[Work item]
Write out the passage on Ferdinand Walter from "Ferdinand Walter (born" up to and including "the University of Bonn.", with no changes.

[Passage for review]

Ferdinand Walter (born at Wetzlar, 30 November 1794; died at Bonn, 13 December 1879) was a German jurist, member of the Prussian National Assembly and professor at the University of Bonn.

== Life ==

After studying at the Latin school of Mülheim on the Rhine (1805-9), and later at Cologne (1809-13), he fought against Napoleon I in 1814, as a volunteer in a Russian regiment. In autumn, 1814, he began to study jurisprudence at Heidelberg, where he graduated, 22 November 1817. He remained at Heidelberg as Privatdozent until Easter, 1819, where he was called to the newly founded University of Bonn. He taught various juristic branches there until 1875, when he resigned on account of blindness.

A layman, Walter was a strenuous champion of the rights of the Catholic Church against civil encroachment. He was a member of the Prussian National Assembly in 1848 and of the First Chamber of Deputies in 1849. In a special pamphlet (1848) he opposed the incorporation into the criminal code of an article allowing the State to deprive the clergy of ecclesiastical rights, and on 4 October 1849, he delivered an oration in defense of ecclesiastical independence in the management of church affairs.

[Extracted data]
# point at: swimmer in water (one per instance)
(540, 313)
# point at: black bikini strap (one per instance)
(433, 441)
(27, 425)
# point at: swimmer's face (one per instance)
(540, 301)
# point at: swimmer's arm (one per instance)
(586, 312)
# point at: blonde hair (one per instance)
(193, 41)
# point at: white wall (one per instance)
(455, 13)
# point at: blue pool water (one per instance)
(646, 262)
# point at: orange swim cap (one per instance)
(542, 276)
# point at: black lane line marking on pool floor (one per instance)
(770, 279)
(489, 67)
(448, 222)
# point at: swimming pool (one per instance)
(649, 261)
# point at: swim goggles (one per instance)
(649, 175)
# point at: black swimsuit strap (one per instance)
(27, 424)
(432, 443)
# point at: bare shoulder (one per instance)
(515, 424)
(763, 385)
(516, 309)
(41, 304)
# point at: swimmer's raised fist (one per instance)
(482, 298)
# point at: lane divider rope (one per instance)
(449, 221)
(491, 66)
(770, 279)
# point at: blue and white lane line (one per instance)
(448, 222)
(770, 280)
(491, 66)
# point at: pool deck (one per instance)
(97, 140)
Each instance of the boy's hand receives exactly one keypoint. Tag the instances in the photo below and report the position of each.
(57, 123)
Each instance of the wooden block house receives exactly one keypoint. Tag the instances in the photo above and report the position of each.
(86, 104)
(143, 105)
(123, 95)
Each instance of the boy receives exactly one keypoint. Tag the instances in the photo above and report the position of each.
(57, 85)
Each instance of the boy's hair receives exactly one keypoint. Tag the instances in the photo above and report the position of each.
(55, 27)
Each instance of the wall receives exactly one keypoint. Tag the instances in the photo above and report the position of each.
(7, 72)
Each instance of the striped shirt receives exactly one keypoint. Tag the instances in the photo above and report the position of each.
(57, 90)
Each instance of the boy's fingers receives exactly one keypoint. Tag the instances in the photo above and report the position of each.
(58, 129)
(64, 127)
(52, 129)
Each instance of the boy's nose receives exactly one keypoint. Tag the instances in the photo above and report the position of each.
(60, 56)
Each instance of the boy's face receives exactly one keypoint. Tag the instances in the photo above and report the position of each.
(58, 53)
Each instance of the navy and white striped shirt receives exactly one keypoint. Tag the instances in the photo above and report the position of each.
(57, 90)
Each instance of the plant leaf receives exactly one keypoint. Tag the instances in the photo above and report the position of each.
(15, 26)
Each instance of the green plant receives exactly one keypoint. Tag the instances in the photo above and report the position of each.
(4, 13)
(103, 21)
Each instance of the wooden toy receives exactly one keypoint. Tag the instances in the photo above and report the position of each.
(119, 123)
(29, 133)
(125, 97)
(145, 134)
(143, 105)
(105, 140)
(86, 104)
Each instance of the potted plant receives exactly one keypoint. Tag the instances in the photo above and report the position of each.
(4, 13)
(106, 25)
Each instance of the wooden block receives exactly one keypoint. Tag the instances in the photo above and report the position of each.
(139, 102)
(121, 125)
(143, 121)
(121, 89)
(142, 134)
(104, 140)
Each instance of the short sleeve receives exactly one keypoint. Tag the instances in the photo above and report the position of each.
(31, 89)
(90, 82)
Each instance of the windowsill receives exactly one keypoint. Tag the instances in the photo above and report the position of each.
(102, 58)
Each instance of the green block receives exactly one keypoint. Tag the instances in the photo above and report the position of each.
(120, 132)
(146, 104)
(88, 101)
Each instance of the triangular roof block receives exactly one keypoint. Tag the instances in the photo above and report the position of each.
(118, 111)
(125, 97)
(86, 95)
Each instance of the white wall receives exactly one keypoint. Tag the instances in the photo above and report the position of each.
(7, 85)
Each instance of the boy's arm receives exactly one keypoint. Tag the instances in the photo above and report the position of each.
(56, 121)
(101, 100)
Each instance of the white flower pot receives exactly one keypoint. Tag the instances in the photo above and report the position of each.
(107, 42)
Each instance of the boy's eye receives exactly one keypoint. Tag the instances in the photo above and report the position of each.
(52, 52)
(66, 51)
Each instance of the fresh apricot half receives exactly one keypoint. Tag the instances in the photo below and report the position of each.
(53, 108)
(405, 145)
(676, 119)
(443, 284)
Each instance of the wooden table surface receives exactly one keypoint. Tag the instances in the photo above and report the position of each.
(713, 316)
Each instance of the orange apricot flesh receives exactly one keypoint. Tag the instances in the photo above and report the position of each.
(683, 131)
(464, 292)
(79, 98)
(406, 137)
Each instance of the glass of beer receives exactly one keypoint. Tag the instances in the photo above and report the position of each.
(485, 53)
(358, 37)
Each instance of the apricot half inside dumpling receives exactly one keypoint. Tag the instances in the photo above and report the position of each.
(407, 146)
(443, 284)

[Worked solution]
Ferdinand Walter (born at Wetzlar, 30 November 1794; died at Bonn, 13 December 1879) was a German jurist, member of the Prussian National Assembly and professor at the University of Bonn.